▶ **Aim**: Update the lines of all records below by replacing every "instance" with "occurrence", leaving everything else unchanged.

## Start Data for processing

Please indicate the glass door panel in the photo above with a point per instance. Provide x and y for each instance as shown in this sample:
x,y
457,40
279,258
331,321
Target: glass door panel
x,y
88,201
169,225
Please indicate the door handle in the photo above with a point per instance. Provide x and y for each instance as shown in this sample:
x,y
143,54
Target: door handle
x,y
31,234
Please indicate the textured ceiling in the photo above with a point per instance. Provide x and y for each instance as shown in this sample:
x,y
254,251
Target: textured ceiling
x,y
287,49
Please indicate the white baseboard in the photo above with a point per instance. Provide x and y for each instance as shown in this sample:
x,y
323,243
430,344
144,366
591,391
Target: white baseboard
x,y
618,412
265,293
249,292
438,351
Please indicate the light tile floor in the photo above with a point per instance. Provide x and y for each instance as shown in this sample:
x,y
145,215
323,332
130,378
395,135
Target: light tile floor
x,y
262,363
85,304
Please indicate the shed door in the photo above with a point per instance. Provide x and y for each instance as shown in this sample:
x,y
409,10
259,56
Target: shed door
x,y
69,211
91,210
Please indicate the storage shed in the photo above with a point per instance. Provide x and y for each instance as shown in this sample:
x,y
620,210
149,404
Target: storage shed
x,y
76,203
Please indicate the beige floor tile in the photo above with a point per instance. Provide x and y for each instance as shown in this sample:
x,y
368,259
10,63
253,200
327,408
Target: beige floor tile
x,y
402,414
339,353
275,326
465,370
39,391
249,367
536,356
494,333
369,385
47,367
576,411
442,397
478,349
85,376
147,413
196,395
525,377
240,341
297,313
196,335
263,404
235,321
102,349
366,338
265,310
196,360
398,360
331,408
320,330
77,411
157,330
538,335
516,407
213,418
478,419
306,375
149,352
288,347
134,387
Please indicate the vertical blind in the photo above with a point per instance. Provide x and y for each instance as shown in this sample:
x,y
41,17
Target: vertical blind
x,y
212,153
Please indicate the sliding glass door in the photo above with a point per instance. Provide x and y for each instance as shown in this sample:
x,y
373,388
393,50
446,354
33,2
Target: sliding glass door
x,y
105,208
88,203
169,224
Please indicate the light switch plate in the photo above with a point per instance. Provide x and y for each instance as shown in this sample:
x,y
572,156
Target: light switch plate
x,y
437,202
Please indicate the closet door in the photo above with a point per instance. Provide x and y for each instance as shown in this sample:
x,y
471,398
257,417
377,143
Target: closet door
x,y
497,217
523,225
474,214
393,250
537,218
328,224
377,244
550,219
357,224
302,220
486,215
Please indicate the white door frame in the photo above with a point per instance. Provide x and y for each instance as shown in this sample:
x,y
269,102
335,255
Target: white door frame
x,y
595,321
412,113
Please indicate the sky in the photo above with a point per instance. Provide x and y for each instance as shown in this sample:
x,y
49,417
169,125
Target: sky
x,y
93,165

## End Data for processing

▶ **Final result**:
Please indicate the glass door panel in the photo above with a point per occurrence. Provide x and y for each occurrence as shown in this sample:
x,y
457,40
279,258
331,321
Target: glass door panel
x,y
88,201
169,225
Please indicate the door handle in the photo above with a point per occurrence. Provide x and y for each occurrence as shown in this sample:
x,y
143,54
Target: door handle
x,y
31,234
Please indicate the textured ceiling in the photo above with a point per occurrence. Provide x and y for each occurrence as shown in this sample:
x,y
254,251
Target: textured ceiling
x,y
287,49
Please indicate the white baseboard in the photo above with a point per occurrence. Provide x and y for each occurrence as shown in this sample:
x,y
323,243
430,344
144,366
591,391
Target: white baseboard
x,y
618,412
265,293
249,292
438,351
Please indicate the light tile floor in the photo above with a point per occurrence. Provide x and y for each occurrence as shown in this sample:
x,y
145,215
323,332
130,378
395,135
Target: light tile floor
x,y
262,363
85,304
Please indicate the shed door in the photo above with a point per occurrence. Provide x and y for each occurrence as shown in this sample:
x,y
409,10
259,56
Target: shed door
x,y
69,211
91,210
Please indicate the storage shed in the photo above with a point per occurrence. Provide x and y for each occurrence as shown in this sample:
x,y
620,210
149,404
Target: storage shed
x,y
76,203
Please indicate the beige floor tile in the photo above with a point per occurrence. Provide x and y for each occurrence as shown in this sample:
x,y
368,259
10,63
253,200
327,408
Target: beige floor tile
x,y
402,414
339,353
275,326
465,370
39,391
249,367
536,356
494,333
369,385
47,367
576,411
442,397
478,349
85,376
147,413
196,395
525,377
240,341
297,313
196,335
263,404
235,321
102,349
366,338
265,310
196,360
398,360
331,408
320,330
77,411
157,330
538,335
516,407
213,418
478,419
306,375
149,352
288,347
134,387
Please indicate the vertical blind in the photo above with a point per occurrence. Provide x and y for each occurrence as shown in this sample:
x,y
41,17
Target: vertical blind
x,y
212,153
Please indicate the sliding glass door in the photo above with a point per occurrence. Provide x and y for each occurrence as shown in this sample:
x,y
373,388
393,50
446,354
33,2
Target: sliding glass door
x,y
105,208
88,203
169,224
Please indicate the light switch plate in the photo above with a point per occurrence. Provide x and y for each occurrence as shown in this sample:
x,y
572,156
Target: light switch plate
x,y
437,202
Please indicate the closet door in the photo above with a point per occurrence. Provide x and y for each occurrence as shown in this sample:
x,y
471,398
257,417
377,143
Target: closet door
x,y
497,217
523,225
474,214
393,250
537,218
328,224
377,244
550,219
357,224
302,220
486,215
Please indicate the white door frame in the photo above with a point per occurrence. Provide x and y for each occurrence as shown in this sample:
x,y
269,102
335,255
Target: white door frame
x,y
595,321
412,113
Please indicate the sky in the photo above with a point per occurrence. Provide x and y for each occurrence as shown in this sample:
x,y
49,417
169,125
Target: sky
x,y
93,165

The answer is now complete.